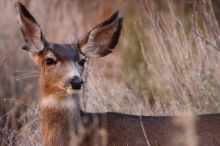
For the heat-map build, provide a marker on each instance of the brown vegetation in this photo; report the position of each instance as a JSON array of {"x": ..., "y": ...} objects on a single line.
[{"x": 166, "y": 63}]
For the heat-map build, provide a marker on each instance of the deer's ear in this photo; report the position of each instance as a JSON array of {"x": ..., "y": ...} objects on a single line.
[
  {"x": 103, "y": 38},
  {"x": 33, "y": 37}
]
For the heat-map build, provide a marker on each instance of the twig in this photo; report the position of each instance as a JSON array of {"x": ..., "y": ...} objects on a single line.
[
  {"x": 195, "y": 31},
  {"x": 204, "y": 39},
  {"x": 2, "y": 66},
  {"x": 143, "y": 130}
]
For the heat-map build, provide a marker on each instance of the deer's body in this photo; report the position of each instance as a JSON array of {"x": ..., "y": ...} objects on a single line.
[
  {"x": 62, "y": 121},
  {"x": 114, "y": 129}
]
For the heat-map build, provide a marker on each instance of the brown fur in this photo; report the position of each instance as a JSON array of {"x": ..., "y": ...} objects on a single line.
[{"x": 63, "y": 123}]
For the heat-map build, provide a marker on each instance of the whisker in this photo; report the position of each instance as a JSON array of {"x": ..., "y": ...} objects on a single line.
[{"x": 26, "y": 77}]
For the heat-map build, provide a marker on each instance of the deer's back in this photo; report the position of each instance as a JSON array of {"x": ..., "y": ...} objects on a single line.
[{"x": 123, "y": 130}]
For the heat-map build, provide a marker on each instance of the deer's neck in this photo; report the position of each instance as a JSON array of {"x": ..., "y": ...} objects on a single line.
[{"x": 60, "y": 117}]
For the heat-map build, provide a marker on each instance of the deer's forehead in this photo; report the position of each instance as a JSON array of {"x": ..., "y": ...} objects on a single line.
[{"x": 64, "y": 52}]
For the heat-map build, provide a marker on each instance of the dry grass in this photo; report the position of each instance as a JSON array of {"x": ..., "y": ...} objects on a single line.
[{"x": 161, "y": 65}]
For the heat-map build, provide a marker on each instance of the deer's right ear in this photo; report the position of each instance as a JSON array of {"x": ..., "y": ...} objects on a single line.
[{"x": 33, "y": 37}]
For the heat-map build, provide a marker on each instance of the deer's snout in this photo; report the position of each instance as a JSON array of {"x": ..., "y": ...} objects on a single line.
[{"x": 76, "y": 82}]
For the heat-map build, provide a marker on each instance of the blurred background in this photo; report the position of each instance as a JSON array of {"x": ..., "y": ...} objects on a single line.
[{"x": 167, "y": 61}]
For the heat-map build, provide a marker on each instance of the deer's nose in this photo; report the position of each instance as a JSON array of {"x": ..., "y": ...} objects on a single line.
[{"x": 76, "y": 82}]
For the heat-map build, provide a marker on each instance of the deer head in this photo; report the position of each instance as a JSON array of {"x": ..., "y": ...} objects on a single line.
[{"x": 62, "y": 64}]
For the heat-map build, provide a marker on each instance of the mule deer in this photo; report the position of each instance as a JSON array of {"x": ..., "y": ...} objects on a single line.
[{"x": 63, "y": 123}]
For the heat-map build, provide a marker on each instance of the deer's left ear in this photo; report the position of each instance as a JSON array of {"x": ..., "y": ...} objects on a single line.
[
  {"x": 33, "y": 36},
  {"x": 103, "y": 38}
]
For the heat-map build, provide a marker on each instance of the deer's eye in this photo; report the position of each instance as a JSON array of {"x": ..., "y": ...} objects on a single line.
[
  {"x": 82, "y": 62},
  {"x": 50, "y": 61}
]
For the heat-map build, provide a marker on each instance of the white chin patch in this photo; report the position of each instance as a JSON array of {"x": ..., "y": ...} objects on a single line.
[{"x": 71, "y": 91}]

SET PROBLEM: Turn every line of the records above into a Markdown table with the columns Row and Line, numbering the rows and skipping blank lines. Leave the pictures out.

EXPECTED OUTPUT:
| Row | Line |
|---|---|
| 1 | For the heat-map build, provide a marker on each instance of the brown vegetation in this photo; report the position of each instance as a JSON array of {"x": ..., "y": ...} objects on a single line. |
| 2 | [{"x": 166, "y": 63}] |
| 3 | For the heat-map build, provide a marker on each instance of the deer's ear in this photo; report the position of each instance as a JSON array of {"x": ..., "y": ...} objects on a single line. |
| 4 | [ |
| 5 |   {"x": 103, "y": 38}, |
| 6 |   {"x": 33, "y": 37} |
| 7 | ] |
| 8 | For the heat-map build, provide a marker on each instance of the twig in this photo; report the position of each instance as a JSON array of {"x": ..., "y": ...} objects on a single line. |
| 9 | [ |
| 10 |   {"x": 195, "y": 31}, |
| 11 |   {"x": 204, "y": 39}, |
| 12 |   {"x": 2, "y": 66}, |
| 13 |   {"x": 143, "y": 130} |
| 14 | ] |
| 15 | For the heat-map build, provide a marker on each instance of the deer's body in this photo; report the position of each instance as a JSON array of {"x": ..., "y": ...} objects on a single line. |
| 16 | [ |
| 17 |   {"x": 62, "y": 121}, |
| 18 |   {"x": 114, "y": 129} |
| 19 | ] |
| 20 | For the heat-map build, provide a marker on each instance of the brown fur in this photo; report the position of each instance as a JSON array of {"x": ..., "y": ...} objects on a single line. |
| 21 | [{"x": 63, "y": 123}] |
| 22 | For the heat-map build, provide a marker on each instance of the whisker in this photo; report the position of each instance as a JSON array of {"x": ..., "y": ...} objects on a single line. |
| 23 | [{"x": 26, "y": 77}] |
| 24 | For the heat-map build, provide a marker on each instance of the deer's back in this photo; report the position of each instance as a JSON array of {"x": ..., "y": ...} objects on a single line. |
| 25 | [{"x": 123, "y": 130}] |
| 26 | For the heat-map build, provide a marker on each instance of the deer's neck in this photo; report the position of each instance as a JSON array of {"x": ..., "y": ...} objects on a single line. |
| 27 | [{"x": 60, "y": 117}] |
| 28 | For the heat-map build, provide a marker on each instance of the deer's forehead in this photo; report the position of each instance as a JSON array of {"x": ..., "y": ...} objects on a single line. |
| 29 | [{"x": 64, "y": 52}] |
| 30 | For the heat-map build, provide a marker on each instance of the dry grass in this photo; report the position of each instance as a JSON array of {"x": ..., "y": ...} objects on a single line. |
| 31 | [{"x": 161, "y": 65}] |
| 32 | For the heat-map build, provide a marker on each instance of the deer's right ear in this photo; report the position of each instance as a JSON array of {"x": ..., "y": ...} objects on a single line. |
| 33 | [{"x": 33, "y": 37}] |
| 34 | For the heat-map build, provide a marker on each instance of the deer's snout in this photo; report the position of each instance as a JSON array of {"x": ..., "y": ...} objects on a single line. |
| 35 | [{"x": 76, "y": 82}] |
| 36 | For the heat-map build, provide a marker on each instance of the blurred background in this photo; report the position of each instance as a JSON array of {"x": ..., "y": ...} objects on a single line. |
| 37 | [{"x": 167, "y": 61}] |
| 38 | For the heat-map build, provide a marker on each instance of the deer's nose in this photo; report the position of each instance as a JSON array of {"x": ..., "y": ...} objects on a single line. |
| 39 | [{"x": 76, "y": 82}] |
| 40 | For the heat-map build, provide a marker on each instance of the deer head in this photo; report the position of each instance as a JSON array of {"x": ..., "y": ...} objects on a single line. |
| 41 | [{"x": 62, "y": 64}] |
| 42 | For the heat-map build, provide a marker on each instance of the mule deer in this photo; report the position of each instance as a JSON array of {"x": ..., "y": ...} objects on a single line. |
| 43 | [{"x": 63, "y": 123}] |
| 44 | For the heat-map build, provide a marker on each instance of the deer's left ear in this photo; report the position of each instance as a JSON array of {"x": ..., "y": ...} objects on a single line. |
| 45 | [ |
| 46 |   {"x": 33, "y": 36}, |
| 47 |   {"x": 103, "y": 38} |
| 48 | ] |
| 49 | For the heat-map build, provide a marker on each instance of the deer's eye in this photo; report the position of each instance as a JSON array of {"x": ..., "y": ...} objects on a single line. |
| 50 | [ |
| 51 |   {"x": 82, "y": 62}, |
| 52 |   {"x": 50, "y": 61} |
| 53 | ] |
| 54 | For the heat-map build, provide a marker on each instance of the white chin patch in this photo; report the position of each instance as a JSON array of {"x": ..., "y": ...} objects on a single line. |
| 55 | [{"x": 71, "y": 91}] |